▶ _Tasks for this exercise_:
• A. Decide whether each statement below agrees with the blog post on self-care. Answer each with yes or no, and quote the words from the post that settle it.
(i) The writer says they love yoga, long walks on the beach and matcha tea.
(ii) The post describes self care as a checklist of 100 things to do.
(iii) The writer considers being there for the people around us the most important piece of being alive.
• B. Use the blog post on self-care to answer these questions.
(i) Which day of the series is this entry?
(ii) Which two foods does the writer say they forgot to eat today?
(iii) Which drink does the writer say helping others will likely outdo for feeling happier and healthier?

▶ _Excerpted passage_:
Wednesday, February 27, 2019

unedited for 100 days. Day 22

I've been thinking lately that in the 'self help department' we've got it all wrong. Isn't it possible that we are overemphasizing helping ourselves anyways? Don't get me wrong, you know I'm all about living my best life; after all I love me some yoga, long walks on the beach and matcha tea. Still somehow I think we might be skipping over the most important piece of being alive. I scroll my favorite instagram influencers and am bombarded with the hundreds of things to eat, drink and do to be healthier and happier. I can't help but feel a sense of falling short. I'm not meditating enough. I'm not journaling enough. I'm not soaking in epsom salt baths enough. Shit, I forgot to eat my goji berries and chaga mushrooms today. From a headspace of not being able to fulfill the prophecy of self care that is called upon us, it's likely that we feel as if we don't have time to help others, or volunteer or simply just call up a friend up and ask them how they are doing. I mean isn't it true what they say? Take care of yourself first, so that then you can care for others better? But if taking care of ourselves involves a checklist of 250 things to do, how do we ever get to being there for the people around us? Which I think is the most important piece of being alive. It is my belief that we are called to be a part of community, big and small. So I just wonder if we can go back to the basics. Eat well. Move well. When you want to juice some carrots go for it. And when you'd rather watch bachelor over mediate, fine by me! But always, always be a friend. Be a part of community. Be available to the humans around you. Chances are, helping others will have a hell of a lot more impact on feeling happier and healthier than that golden milk latte will.

▶ _Supplied entries_:
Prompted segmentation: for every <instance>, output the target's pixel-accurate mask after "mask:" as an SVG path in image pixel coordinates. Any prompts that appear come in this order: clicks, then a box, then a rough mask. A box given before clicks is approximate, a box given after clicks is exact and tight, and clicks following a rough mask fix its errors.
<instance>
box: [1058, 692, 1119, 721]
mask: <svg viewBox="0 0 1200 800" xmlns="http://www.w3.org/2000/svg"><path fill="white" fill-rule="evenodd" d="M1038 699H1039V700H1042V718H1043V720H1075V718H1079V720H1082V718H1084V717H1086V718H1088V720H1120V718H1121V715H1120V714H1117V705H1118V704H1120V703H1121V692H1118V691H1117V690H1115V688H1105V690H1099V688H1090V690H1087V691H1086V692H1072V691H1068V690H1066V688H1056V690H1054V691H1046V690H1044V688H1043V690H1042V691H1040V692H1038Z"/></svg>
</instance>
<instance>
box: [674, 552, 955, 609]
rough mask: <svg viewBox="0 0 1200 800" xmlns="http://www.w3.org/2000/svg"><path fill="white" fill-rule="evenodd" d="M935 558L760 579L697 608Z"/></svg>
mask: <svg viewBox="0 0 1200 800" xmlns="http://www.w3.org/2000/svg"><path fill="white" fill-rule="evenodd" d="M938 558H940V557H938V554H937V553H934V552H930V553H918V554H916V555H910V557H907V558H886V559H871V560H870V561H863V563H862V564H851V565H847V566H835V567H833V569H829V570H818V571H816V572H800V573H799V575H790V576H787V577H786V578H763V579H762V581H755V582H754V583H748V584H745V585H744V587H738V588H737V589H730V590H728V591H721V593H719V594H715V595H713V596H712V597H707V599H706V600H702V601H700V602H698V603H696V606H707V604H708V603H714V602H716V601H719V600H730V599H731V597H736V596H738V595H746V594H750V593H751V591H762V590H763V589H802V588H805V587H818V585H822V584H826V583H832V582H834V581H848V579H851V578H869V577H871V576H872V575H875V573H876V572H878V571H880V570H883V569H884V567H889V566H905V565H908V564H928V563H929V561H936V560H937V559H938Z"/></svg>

▶ _Responses_:
• A.
(i) Yes: "I love me some yoga, long walks on the beach and matcha tea"
(ii) No: "a checklist of 250 things to do"
(iii) Yes: "Which I think is the most important piece of being alive."

• B.
(i) Day 22
(ii) Goji berries and chaga mushrooms
(iii) A golden milk latte